Reproduce the lines of the material below, from the start through the line containing "pixel 101 174", including both ends. Leave the pictures out of your answer.

═══ TASK DATA ═══

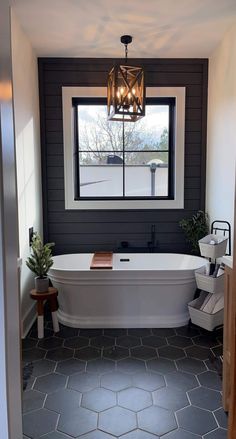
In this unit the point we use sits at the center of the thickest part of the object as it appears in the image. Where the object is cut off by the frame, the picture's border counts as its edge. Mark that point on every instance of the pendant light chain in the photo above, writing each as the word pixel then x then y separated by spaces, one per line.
pixel 126 89
pixel 126 53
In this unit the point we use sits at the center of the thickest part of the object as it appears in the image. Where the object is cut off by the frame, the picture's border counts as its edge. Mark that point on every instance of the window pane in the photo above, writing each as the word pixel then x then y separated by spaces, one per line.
pixel 95 132
pixel 146 174
pixel 150 132
pixel 101 174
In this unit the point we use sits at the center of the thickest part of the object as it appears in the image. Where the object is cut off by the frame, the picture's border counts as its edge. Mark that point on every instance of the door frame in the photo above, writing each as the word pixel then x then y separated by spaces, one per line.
pixel 10 358
pixel 232 396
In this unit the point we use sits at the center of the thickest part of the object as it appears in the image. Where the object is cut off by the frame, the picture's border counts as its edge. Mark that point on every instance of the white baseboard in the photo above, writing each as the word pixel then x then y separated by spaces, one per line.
pixel 28 320
pixel 123 321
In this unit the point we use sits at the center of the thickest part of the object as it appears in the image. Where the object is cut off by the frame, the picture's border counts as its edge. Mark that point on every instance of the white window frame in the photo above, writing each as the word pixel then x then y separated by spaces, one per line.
pixel 68 93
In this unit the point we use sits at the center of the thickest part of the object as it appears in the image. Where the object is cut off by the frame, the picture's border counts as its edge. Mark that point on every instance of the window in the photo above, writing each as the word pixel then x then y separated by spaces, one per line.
pixel 116 160
pixel 111 165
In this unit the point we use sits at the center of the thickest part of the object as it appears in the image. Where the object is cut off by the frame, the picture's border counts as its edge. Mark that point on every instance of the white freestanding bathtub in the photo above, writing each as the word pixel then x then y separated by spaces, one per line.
pixel 143 290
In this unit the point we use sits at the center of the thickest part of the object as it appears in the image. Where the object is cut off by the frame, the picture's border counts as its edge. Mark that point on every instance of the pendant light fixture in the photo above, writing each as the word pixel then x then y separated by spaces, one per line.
pixel 126 90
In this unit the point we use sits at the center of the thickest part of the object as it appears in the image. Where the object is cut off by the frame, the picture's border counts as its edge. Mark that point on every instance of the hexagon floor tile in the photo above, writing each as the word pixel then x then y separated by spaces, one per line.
pixel 63 401
pixel 77 422
pixel 170 398
pixel 55 435
pixel 156 420
pixel 222 418
pixel 97 434
pixel 139 434
pixel 116 381
pixel 50 383
pixel 122 384
pixel 196 420
pixel 32 400
pixel 182 380
pixel 181 434
pixel 148 381
pixel 211 380
pixel 134 399
pixel 83 382
pixel 117 421
pixel 39 422
pixel 99 400
pixel 217 434
pixel 205 398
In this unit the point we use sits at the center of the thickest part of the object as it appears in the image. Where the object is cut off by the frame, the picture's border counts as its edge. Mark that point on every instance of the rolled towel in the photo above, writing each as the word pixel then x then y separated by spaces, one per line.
pixel 211 303
pixel 219 305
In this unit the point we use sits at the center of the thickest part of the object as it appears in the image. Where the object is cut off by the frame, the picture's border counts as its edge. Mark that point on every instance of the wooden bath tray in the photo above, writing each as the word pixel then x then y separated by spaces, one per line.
pixel 102 260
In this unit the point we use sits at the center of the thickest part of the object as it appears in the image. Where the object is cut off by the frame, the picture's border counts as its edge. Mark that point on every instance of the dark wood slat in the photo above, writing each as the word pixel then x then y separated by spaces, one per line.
pixel 112 228
pixel 104 230
pixel 122 217
pixel 96 239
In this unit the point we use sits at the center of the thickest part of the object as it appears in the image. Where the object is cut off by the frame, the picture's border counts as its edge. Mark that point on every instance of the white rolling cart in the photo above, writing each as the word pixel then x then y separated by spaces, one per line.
pixel 208 283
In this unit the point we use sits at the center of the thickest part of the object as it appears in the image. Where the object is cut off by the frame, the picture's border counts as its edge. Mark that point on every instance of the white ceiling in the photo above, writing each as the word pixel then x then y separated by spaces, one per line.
pixel 92 28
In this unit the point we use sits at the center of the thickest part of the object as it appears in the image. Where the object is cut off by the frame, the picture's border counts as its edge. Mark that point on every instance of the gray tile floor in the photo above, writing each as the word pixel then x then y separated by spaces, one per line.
pixel 126 384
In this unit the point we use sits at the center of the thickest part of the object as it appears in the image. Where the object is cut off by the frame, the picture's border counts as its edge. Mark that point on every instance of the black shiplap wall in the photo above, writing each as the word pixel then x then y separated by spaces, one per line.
pixel 85 231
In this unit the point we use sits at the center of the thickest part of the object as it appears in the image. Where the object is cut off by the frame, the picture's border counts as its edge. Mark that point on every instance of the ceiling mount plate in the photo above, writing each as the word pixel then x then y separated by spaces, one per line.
pixel 126 39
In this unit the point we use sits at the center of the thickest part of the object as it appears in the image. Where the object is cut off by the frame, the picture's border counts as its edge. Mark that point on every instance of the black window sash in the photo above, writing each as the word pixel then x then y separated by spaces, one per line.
pixel 170 102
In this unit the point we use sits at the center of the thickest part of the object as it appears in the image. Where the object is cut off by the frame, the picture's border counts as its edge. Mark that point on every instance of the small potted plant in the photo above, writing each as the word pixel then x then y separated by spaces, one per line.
pixel 195 228
pixel 40 261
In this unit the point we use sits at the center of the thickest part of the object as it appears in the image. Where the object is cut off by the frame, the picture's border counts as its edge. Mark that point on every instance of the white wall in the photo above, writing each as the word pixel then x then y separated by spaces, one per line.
pixel 222 130
pixel 26 113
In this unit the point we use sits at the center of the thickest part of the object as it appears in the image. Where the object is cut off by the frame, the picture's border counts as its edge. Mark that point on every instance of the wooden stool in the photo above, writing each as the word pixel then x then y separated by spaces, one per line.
pixel 51 296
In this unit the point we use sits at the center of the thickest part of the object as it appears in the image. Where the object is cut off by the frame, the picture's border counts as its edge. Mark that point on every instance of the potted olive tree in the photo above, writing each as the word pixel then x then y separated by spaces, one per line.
pixel 40 261
pixel 195 228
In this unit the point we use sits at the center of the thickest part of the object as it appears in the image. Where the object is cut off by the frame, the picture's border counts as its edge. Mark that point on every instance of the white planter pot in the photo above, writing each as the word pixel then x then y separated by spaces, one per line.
pixel 209 283
pixel 41 284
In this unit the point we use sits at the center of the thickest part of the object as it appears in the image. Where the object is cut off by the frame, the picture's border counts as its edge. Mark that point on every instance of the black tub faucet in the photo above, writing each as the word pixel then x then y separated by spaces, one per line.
pixel 152 244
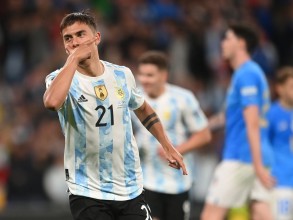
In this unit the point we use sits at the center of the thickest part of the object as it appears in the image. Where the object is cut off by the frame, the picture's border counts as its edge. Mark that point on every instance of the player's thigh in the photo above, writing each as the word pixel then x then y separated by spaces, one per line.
pixel 231 184
pixel 156 202
pixel 282 203
pixel 135 209
pixel 261 198
pixel 83 208
pixel 177 206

═══

_WRITTEN SOLUTION:_
In this unit the point we use sits at the center of the thickest part of the object as it appears in the image. Where the object is cut off by the frame, the picture's border counts as its edge. Mark that point on every instance of the pendant light chain in the photo above, writing each as the word pixel then x then y separated by spaces, one per line.
pixel 126 89
pixel 126 53
In this unit the point we use sits at the center of the thickest part of the object as it appears in the image. Where the object is cut off by the frame, the picture's border counts as its edge. Mark that point on every instance of the window pane in the photo above, writing each as the word pixel then x then y separated by spaces, one per line.
pixel 95 132
pixel 146 174
pixel 150 132
pixel 101 174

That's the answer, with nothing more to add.